─── Available data

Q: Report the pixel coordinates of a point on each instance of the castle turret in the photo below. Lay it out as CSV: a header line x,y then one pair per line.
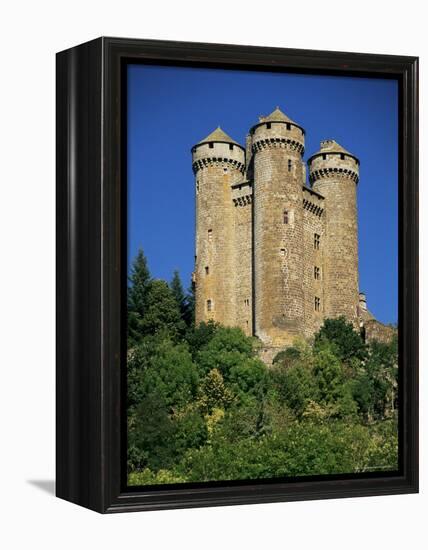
x,y
334,173
278,146
218,164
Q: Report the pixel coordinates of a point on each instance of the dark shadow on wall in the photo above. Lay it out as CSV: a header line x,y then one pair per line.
x,y
46,485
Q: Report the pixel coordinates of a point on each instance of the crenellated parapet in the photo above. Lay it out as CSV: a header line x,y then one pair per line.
x,y
242,194
333,162
278,143
277,131
201,164
333,172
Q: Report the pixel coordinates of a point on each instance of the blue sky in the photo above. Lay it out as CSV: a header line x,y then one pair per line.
x,y
172,108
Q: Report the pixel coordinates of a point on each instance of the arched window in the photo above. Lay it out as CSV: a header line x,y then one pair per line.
x,y
286,216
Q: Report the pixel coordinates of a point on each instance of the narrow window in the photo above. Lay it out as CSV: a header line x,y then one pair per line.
x,y
316,241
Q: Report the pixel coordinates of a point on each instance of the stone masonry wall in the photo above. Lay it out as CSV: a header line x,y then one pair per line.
x,y
313,223
216,169
242,203
336,179
278,258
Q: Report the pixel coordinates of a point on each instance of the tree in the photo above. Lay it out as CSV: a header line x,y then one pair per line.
x,y
162,386
348,344
200,336
139,283
183,300
375,385
162,313
213,393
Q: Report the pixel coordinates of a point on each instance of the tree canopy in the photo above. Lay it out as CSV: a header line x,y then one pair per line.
x,y
202,406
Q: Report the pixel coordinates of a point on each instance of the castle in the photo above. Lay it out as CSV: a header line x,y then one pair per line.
x,y
274,256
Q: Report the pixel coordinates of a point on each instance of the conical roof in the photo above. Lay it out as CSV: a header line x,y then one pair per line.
x,y
276,116
219,135
331,146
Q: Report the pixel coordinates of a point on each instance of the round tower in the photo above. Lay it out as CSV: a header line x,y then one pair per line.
x,y
278,146
218,163
334,173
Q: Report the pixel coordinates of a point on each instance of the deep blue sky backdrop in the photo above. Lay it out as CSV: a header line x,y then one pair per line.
x,y
172,108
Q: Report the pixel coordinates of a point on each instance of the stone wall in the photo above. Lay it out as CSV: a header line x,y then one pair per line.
x,y
216,169
336,179
313,287
278,258
242,194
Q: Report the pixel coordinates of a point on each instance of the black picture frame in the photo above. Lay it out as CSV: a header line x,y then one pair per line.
x,y
91,242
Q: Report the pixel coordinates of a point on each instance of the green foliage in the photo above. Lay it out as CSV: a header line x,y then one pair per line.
x,y
184,301
139,280
162,313
295,386
302,449
203,407
287,356
213,393
347,342
375,385
200,336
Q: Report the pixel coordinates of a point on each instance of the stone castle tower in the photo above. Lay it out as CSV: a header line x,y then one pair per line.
x,y
274,256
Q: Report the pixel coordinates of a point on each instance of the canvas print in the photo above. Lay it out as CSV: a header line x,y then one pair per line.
x,y
262,298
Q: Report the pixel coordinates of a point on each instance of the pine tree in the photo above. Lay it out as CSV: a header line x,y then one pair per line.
x,y
177,290
185,301
139,284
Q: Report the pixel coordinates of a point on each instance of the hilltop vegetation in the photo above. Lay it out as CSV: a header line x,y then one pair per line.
x,y
202,406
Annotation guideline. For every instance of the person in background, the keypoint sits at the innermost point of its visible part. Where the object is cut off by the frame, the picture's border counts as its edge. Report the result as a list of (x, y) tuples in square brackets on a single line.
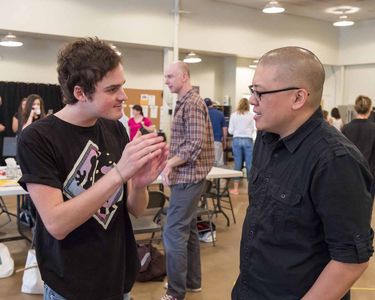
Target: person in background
[(2, 126), (190, 160), (242, 127), (307, 232), (220, 129), (361, 130), (85, 177), (335, 119), (137, 121), (17, 117), (2, 130), (34, 110)]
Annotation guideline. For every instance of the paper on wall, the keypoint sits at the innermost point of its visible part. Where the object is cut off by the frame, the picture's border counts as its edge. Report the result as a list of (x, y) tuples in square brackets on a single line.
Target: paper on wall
[(145, 110), (153, 111), (151, 100), (144, 99)]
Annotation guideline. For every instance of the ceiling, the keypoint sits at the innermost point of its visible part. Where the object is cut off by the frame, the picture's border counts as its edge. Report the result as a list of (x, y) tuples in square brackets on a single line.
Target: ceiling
[(314, 8)]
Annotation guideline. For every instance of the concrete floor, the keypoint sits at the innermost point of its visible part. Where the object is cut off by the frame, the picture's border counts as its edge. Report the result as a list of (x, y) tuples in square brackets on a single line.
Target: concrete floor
[(219, 264)]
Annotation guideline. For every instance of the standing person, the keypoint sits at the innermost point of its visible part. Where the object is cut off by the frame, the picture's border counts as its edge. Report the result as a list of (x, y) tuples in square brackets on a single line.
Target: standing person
[(361, 131), (220, 129), (190, 160), (241, 126), (137, 121), (17, 117), (336, 120), (84, 177), (307, 233), (34, 110)]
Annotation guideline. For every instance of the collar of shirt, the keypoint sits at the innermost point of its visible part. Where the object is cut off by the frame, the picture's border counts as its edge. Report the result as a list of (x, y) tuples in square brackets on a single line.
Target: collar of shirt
[(292, 141)]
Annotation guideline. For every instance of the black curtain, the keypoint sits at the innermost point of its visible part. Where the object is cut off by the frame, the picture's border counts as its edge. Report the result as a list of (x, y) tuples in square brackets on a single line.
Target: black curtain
[(12, 94)]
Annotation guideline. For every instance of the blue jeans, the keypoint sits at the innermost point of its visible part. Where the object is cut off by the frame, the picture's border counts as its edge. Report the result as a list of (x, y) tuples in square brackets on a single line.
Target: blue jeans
[(243, 152), (181, 240), (50, 294)]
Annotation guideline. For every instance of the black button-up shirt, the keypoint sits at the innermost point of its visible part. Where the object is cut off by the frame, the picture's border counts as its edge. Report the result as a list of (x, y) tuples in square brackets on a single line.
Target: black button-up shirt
[(310, 202)]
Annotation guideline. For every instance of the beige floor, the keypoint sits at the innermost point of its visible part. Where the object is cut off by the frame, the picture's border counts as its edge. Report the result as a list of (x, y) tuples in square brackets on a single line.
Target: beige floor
[(219, 265)]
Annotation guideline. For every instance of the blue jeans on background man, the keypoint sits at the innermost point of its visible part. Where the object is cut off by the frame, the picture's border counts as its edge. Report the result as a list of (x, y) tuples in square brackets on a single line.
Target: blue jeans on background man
[(242, 152), (181, 241)]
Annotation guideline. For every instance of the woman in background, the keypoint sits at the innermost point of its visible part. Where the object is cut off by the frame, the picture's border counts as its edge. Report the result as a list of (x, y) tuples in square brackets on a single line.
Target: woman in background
[(242, 127), (336, 120), (34, 110), (17, 118), (361, 131), (138, 121)]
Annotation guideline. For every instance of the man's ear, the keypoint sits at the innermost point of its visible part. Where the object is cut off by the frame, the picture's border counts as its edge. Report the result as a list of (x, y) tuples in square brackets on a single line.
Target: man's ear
[(79, 94), (300, 99)]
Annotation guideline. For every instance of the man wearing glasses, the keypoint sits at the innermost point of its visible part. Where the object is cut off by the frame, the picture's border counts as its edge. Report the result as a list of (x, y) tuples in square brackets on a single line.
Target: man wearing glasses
[(307, 231)]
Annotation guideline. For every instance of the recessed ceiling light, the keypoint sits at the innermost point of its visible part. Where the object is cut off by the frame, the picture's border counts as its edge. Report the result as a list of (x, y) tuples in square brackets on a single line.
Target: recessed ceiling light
[(273, 7), (192, 58), (338, 10), (10, 40), (343, 22)]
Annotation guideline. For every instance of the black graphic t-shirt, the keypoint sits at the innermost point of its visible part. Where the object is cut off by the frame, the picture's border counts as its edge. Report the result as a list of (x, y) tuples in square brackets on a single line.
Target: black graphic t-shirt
[(98, 259)]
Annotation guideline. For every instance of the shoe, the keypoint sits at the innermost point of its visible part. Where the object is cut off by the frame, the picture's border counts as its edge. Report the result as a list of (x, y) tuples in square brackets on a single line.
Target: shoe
[(197, 290), (168, 297), (234, 192)]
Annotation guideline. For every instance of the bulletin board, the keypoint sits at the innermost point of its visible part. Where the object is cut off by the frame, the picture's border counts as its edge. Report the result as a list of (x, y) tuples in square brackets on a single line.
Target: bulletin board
[(150, 100)]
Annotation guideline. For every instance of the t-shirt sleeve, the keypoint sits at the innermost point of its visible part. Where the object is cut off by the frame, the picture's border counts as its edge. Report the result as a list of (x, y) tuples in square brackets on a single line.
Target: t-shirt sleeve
[(147, 122), (344, 202), (35, 156)]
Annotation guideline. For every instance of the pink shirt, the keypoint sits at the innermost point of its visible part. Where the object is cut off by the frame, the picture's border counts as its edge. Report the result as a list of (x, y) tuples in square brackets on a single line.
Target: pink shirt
[(134, 126)]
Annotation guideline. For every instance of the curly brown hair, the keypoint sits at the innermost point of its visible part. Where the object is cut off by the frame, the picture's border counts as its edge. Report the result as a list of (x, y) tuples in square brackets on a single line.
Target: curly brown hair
[(84, 62)]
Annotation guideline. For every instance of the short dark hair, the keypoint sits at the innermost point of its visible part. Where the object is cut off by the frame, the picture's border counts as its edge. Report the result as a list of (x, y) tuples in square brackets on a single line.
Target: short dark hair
[(208, 101), (29, 106), (362, 104), (84, 62), (335, 113), (138, 108)]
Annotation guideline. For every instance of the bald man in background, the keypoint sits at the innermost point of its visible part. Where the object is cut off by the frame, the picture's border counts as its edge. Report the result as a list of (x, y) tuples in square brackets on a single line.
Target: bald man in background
[(191, 157), (307, 232)]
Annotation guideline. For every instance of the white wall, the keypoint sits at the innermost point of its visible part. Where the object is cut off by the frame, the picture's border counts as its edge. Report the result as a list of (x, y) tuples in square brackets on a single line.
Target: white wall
[(211, 27), (209, 76), (246, 32), (357, 44), (359, 80), (146, 22), (36, 62)]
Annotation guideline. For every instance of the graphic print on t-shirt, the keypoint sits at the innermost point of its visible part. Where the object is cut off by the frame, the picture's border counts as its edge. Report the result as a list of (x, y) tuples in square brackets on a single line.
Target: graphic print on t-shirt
[(90, 166)]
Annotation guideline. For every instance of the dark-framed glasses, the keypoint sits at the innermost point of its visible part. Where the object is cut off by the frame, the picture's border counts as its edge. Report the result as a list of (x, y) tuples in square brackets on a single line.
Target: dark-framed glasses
[(257, 95)]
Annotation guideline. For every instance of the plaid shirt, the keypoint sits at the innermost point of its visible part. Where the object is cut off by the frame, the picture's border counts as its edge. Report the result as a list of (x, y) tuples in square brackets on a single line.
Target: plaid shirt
[(191, 140)]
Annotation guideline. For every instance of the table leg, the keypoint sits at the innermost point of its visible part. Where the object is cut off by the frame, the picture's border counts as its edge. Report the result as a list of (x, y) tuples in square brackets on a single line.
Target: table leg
[(218, 198)]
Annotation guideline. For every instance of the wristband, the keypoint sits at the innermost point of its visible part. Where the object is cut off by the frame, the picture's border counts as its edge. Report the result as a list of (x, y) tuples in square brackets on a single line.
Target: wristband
[(119, 173)]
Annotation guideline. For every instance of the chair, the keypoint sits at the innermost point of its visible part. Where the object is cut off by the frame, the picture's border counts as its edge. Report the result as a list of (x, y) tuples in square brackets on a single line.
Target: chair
[(9, 150), (4, 210), (150, 222), (10, 146), (203, 210), (220, 195)]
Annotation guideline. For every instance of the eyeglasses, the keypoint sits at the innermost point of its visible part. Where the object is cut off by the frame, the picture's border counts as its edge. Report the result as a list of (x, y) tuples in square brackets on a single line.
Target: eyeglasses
[(257, 95)]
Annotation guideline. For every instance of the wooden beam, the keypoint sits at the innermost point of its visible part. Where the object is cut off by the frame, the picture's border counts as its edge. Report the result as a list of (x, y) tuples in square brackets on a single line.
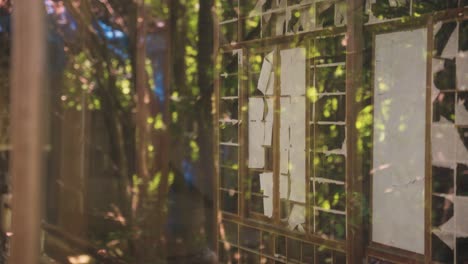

──────

- Requirement -
Only the lines above from the line with "Annotation guideline. For every instance of the beige" to the line with "Annotation guideline. For every instance of the woman", those two lines included, should be reproduced exactly.

- Task output -
Annotation guideline. For every instance of the beige floor, the keypoint sits at the innermost point of its visible part. Where the object is cut off by the frame, the picture's border counts as its edge. Report the result as a list of (x, y) tuples in square brackets on a single line.
Target: beige floor
[(219, 265)]
Annotation guideline. For every instance of the blue jeans on background man, the keypoint sits at the innermost point of its visible part. Where the object is cut off by the frame, the picture's border counts as its edge. Report the result as a list of (x, y) tuples in square brackets on a single line.
Target: blue jeans on background man
[(242, 152), (181, 241)]
Annotation guideline. For every instance of the woman in background, the keypoint sits at the innermost point of its visible part. Where the object is cut off by the frame, the picture's border counts as its edge. Report the result as a list of (x, y) tuples in square brackets on a single line.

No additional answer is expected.